┌─ Stored rows

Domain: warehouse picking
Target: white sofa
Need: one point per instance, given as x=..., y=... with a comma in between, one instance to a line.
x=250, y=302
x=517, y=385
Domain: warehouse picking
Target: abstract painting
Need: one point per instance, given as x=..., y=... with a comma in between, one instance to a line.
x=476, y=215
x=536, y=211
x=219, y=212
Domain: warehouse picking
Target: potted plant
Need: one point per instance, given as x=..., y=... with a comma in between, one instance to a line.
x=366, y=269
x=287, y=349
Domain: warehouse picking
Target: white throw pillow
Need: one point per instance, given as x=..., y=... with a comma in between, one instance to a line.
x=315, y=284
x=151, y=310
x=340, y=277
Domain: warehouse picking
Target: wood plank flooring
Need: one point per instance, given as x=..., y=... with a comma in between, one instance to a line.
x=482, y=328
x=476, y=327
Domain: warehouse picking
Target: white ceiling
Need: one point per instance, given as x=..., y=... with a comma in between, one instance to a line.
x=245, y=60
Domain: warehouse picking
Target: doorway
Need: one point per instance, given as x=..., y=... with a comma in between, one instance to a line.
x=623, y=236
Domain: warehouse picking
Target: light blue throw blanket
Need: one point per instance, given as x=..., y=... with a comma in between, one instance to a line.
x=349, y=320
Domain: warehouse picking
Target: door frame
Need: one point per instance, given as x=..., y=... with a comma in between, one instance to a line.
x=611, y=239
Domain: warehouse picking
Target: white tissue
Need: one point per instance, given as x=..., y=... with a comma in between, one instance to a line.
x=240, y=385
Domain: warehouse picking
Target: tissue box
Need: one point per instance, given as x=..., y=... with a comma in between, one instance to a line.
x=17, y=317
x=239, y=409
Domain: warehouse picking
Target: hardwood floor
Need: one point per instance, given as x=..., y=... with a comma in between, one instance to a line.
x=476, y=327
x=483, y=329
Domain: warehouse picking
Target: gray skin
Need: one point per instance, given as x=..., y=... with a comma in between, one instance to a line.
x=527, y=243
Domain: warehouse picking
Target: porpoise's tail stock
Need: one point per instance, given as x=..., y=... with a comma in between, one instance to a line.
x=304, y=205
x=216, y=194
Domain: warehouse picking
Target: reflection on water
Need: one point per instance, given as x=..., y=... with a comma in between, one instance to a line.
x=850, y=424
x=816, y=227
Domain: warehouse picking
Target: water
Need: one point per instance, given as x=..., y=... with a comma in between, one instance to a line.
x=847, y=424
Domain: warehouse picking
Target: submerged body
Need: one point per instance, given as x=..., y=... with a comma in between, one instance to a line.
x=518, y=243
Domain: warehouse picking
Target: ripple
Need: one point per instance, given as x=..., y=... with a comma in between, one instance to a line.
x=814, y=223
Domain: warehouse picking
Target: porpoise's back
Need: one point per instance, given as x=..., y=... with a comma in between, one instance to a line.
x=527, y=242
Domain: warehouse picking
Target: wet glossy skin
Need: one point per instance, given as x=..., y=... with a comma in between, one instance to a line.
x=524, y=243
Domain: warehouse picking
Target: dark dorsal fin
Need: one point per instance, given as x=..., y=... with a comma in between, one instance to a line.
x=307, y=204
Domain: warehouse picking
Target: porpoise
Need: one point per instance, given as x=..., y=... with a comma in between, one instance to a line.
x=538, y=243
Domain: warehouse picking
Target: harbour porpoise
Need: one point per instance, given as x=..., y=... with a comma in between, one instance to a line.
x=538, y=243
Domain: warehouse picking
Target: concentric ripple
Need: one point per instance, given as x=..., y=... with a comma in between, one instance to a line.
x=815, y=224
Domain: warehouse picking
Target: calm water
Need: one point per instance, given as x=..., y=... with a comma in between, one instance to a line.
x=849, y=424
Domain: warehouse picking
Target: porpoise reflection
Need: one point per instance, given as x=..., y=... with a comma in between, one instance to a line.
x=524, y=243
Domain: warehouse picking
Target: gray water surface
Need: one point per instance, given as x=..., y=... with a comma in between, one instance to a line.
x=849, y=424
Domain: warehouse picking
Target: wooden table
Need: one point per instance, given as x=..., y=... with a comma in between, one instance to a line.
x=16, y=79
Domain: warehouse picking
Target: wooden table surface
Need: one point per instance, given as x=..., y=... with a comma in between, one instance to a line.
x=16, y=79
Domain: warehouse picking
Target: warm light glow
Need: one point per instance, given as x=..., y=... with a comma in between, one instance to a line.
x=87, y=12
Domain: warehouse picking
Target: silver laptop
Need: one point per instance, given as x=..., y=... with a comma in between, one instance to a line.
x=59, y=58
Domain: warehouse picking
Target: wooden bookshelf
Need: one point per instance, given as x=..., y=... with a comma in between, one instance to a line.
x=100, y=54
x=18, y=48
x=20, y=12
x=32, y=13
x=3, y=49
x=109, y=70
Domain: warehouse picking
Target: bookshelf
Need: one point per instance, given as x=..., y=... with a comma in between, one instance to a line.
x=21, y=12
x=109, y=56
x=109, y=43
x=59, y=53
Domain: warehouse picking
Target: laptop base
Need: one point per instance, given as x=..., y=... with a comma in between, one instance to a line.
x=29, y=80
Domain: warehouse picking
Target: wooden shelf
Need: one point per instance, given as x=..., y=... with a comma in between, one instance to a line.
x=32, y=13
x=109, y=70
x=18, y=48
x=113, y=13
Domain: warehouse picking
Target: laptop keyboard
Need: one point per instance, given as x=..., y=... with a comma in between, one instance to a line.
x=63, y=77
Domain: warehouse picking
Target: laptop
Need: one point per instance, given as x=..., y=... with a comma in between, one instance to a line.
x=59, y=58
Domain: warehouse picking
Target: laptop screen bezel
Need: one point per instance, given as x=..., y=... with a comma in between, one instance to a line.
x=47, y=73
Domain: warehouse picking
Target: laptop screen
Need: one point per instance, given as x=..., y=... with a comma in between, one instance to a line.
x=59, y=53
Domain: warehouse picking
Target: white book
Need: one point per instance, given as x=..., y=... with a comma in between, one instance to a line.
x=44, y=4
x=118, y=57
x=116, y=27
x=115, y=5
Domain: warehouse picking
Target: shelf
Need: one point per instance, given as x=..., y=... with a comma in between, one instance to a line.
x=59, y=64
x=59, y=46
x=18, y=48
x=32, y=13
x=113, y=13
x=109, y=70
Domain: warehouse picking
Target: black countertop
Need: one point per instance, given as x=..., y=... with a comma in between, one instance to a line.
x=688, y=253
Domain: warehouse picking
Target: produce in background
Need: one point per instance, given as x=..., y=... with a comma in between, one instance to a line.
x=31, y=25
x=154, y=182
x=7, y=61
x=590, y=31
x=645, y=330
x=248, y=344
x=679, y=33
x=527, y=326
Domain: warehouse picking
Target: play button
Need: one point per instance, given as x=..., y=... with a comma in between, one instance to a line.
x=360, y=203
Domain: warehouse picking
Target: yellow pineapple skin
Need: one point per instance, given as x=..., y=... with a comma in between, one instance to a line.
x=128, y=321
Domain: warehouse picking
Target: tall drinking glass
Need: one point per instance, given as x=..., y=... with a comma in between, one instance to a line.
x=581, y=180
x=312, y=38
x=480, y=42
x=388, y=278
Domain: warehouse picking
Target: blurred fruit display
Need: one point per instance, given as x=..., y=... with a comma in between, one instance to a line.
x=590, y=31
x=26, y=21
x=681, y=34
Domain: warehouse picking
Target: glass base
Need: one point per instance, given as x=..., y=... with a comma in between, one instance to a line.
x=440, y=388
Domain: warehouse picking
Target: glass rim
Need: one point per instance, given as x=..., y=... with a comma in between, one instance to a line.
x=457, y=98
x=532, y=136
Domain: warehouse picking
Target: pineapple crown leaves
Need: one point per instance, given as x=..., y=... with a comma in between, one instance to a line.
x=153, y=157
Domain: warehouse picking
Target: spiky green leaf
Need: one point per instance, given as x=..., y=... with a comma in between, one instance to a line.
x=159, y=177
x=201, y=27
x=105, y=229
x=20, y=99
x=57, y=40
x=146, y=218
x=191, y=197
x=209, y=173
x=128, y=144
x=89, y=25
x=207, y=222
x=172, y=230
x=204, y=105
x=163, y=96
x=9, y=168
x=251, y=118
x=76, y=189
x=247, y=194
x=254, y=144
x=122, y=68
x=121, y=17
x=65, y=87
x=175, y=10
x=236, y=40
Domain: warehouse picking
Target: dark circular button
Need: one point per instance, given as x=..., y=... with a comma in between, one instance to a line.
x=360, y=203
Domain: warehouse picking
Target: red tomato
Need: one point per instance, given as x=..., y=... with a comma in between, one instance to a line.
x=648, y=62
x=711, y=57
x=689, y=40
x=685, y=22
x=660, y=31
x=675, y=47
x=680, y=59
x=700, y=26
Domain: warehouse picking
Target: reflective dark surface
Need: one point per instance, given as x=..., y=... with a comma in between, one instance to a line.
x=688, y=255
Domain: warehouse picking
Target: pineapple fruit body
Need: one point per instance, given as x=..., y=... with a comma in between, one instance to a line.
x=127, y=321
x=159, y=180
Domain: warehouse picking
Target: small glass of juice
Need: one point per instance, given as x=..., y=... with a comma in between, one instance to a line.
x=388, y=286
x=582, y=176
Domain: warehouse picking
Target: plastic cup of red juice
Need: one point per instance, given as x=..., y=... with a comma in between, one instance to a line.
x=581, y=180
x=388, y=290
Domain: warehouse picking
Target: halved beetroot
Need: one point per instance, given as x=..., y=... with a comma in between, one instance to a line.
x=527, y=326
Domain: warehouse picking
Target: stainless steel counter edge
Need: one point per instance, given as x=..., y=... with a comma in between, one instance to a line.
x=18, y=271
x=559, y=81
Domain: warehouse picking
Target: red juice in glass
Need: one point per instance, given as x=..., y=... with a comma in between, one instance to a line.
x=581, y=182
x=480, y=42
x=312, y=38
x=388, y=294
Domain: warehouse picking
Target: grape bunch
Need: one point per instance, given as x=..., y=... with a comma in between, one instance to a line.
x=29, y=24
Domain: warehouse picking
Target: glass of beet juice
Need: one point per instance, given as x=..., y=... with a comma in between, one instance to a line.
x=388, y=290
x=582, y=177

└─

Exercise goal -> Please extract every line of the data above that contains the string "porpoise". Case counts.

Answer to this problem ->
Target: porpoise's tail stock
Target: porpoise's back
Target: porpoise
Target: harbour porpoise
Target: porpoise reflection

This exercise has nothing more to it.